*SET TASK 1:* Rewrite the stretch of the mailing list post from "W3C home > Mailing" through "should be informative)", swapping "Polyglot" for "Bilingual".
*SET TASK 2:* Pick up the mailing list post about querying HTML datasets where it stops and keep writing.
======== READING TEXT
W3C home > Mailing lists > Public > public-html@w3.org > December 2012

Re: HTML/XML TF Report glosses over Polyglot Markup (Was: Statement why the Polyglot doc should be informative)

From: Robin Berjon <robin@w3.org>
Date: Mon, 03 Dec 2012 11:56:05 +0100
Message-ID: <50BC8545.1040707@w3.org>
To: David Carlisle <davidc@nag.co.uk>
CC: public-html WG <public-html@w3.org>, www-tag@w3.org
On 03/12/2012 11:49 , David Carlisle wrote:
> On 03/12/2012 10:35, Robin Berjon wrote:
>> Case in point: we have a few large HTML datasets at hand which we
>> can use to look at how HTML is used in the wild. But for the most
>> part we tend to be limited to grepping, to some simple indexing, or
>> to parsing them all and applying some ad hoc rules to extract data
>> (which is slow). It would be sweet to be able to just load those
>> into a DB and run XQuery (or something like it) on them. If that
>> were possible, you'd get very fast, high octane analysis with
>> off-the-shelf software (a lot of it open source).
================
======== DATA EXTRACT
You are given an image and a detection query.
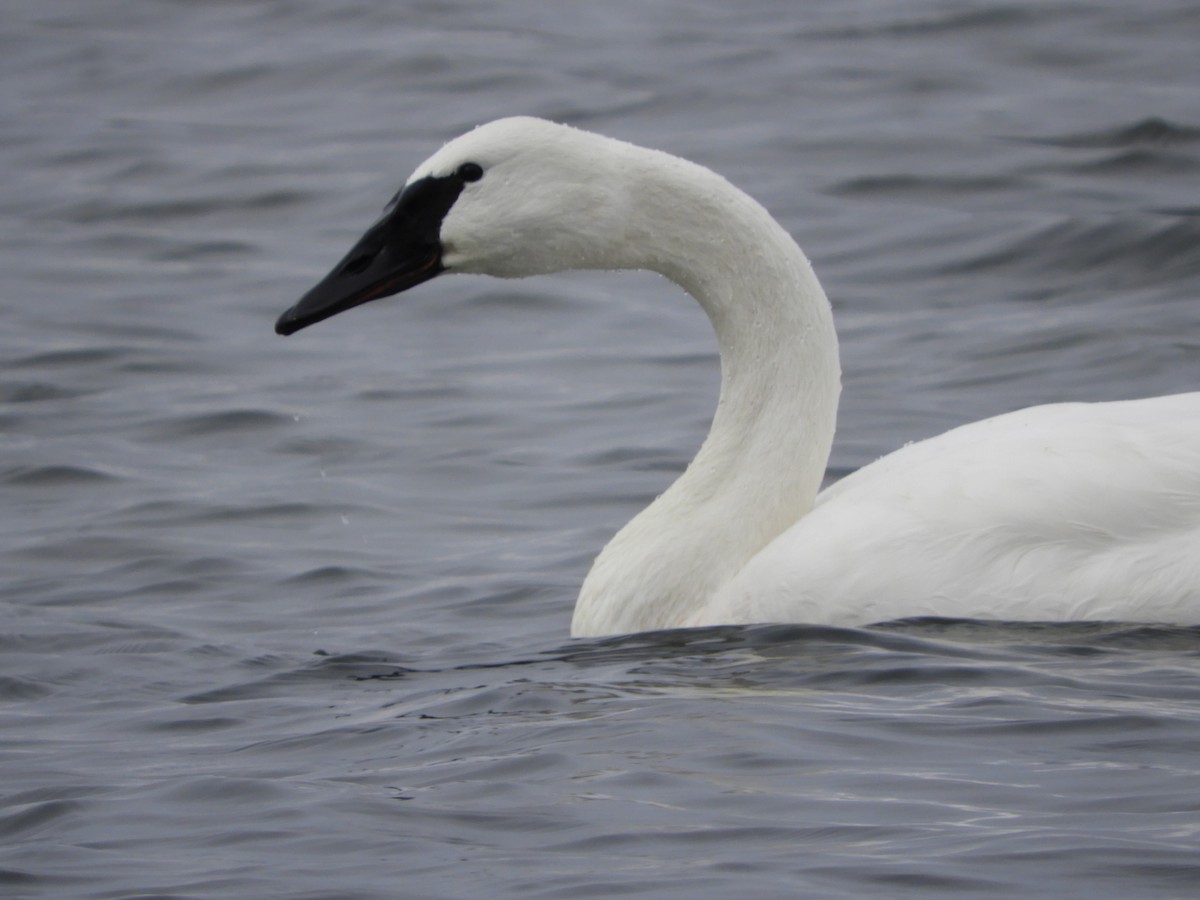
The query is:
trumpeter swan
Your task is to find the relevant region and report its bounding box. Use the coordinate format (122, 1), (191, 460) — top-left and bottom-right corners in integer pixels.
================
*TASK ANSWER 1:*
W3C home > Mailing lists > Public > public-html@w3.org > December 2012

Re: HTML/XML TF Report glosses over Bilingual Markup (Was: Statement why the Bilingual doc should be informative)

*TASK ANSWER 2:*
>
> Not directly related to the document at hand but for the record on the
> list archives, I think it should be noted of course that that is
> possible now. If you hook (say) the validator.nu sax parser up to any
> java based xslt/xquery engine, say saxon, then you can process html now
> with xml tools.

It will certainly help, but there are still a few things you have to be 
careful about in your XQuery. For instance <foo:bar> at some point in 
your content and //foo:bar might not match in any manner that you'd 
expect; I also don't think that you can compare with xs:QName("", 
"foo:bar"). But those are details for another group to figure out and 
not what occupies us here.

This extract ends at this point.